(Supplied passage)
▼▼▼

SUPREME COURT: Big Biotech Can’t Patent Your DNA
June 13, 2013
The Supreme Court ruled Thursday that our natural DNA can’t be patented, in what the influential SCOTUSblog called “a significant patent ruling for the biotechnology industry.”
The high court did stike some middle ground by ruling that cDNA, which is artificially made cloned DNA, can be patented.
“A naturally occurring DNA segment is a product of nature and not patent eligible merely because it has been isolated, but cDNA is patent eligible because it is not naturally occurring,” according to the court ruling written by Justice Clarence Thomas.
Utah biotech company Myriad Genetics is at the center of the patent dispute. As strange as it might sound, the company owns the patents to two so-called isolated genes associated with increased risks of breast cancer. (Angelina Jolie had a preventative mastectomy because she had one of these genes.)

▲▲▲

(What this task involves) Continue the news article on the Supreme Court's DNA patent ruling from the point where it stops.

(Given information)
▼▼▼

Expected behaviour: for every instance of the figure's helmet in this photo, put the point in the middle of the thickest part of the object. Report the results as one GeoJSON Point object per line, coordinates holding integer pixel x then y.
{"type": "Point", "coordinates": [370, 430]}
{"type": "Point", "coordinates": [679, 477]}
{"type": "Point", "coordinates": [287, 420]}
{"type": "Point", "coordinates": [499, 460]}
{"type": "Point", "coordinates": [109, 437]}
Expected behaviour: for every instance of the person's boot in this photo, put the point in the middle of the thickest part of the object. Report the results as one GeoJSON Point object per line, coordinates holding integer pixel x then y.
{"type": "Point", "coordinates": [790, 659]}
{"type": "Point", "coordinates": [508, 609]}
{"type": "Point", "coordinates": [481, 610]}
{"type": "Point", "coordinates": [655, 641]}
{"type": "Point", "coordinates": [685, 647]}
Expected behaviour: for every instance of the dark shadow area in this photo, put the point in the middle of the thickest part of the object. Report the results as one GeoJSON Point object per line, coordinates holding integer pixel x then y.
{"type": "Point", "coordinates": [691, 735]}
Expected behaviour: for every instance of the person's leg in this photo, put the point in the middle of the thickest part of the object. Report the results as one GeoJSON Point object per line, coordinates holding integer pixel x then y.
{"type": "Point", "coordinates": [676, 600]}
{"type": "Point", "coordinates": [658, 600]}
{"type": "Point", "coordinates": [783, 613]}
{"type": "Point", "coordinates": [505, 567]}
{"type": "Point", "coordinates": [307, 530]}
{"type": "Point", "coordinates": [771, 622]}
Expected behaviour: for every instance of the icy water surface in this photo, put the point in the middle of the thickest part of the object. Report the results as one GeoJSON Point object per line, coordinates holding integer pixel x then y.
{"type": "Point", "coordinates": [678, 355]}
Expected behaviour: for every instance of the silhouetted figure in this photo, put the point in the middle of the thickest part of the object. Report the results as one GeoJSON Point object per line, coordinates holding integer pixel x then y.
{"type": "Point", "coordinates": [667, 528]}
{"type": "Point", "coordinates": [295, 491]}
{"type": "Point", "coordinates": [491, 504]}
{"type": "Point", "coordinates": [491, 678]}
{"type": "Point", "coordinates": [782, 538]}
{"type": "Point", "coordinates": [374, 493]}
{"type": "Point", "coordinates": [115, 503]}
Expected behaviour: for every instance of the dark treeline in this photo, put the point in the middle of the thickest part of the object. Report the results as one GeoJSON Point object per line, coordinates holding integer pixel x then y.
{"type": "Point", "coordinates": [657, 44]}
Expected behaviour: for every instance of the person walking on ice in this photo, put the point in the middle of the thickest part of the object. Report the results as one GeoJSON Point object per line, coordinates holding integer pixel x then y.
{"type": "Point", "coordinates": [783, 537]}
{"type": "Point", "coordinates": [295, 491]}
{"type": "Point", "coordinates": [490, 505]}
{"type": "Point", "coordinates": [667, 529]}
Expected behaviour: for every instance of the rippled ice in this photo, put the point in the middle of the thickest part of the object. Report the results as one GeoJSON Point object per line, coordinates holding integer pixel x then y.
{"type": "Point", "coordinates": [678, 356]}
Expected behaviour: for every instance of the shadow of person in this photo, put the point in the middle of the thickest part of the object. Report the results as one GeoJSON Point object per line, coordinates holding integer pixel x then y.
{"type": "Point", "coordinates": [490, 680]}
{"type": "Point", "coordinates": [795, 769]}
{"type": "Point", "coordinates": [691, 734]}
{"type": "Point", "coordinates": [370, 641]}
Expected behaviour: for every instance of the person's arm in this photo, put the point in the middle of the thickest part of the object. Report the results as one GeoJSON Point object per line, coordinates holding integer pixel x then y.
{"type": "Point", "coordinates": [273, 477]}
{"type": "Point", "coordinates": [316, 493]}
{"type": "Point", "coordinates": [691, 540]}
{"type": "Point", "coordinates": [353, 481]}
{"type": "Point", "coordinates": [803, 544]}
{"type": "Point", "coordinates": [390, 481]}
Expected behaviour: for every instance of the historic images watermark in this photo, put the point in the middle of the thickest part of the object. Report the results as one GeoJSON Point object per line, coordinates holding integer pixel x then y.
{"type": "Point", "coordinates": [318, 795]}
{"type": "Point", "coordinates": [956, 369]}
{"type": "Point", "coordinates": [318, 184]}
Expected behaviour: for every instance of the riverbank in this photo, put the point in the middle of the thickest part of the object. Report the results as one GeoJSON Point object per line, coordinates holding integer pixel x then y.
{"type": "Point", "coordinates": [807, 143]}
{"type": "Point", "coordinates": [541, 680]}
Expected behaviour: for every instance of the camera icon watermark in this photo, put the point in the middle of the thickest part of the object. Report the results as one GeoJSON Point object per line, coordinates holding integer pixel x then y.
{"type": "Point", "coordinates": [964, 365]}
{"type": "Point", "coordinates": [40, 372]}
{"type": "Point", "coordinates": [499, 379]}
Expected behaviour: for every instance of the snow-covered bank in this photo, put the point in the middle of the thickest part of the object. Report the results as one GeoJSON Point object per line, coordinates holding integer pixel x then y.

▲▲▲

(Output of the task)
Cancer groups went to the Supreme Court to challenge Myriad’s patents for the genes, known as BRCA1 and BRCA2, since gene patents like these essentially give companies a monopoly on testing for those genes. The groups argued that Myriad’s patents stopped other groups from coming up with better and less expensive ways to test for the genes.
In ruling against Myriad, Thomas’s opinion pointed out that it’s clear the company didn’t actually make BRCA1 and BRCA2.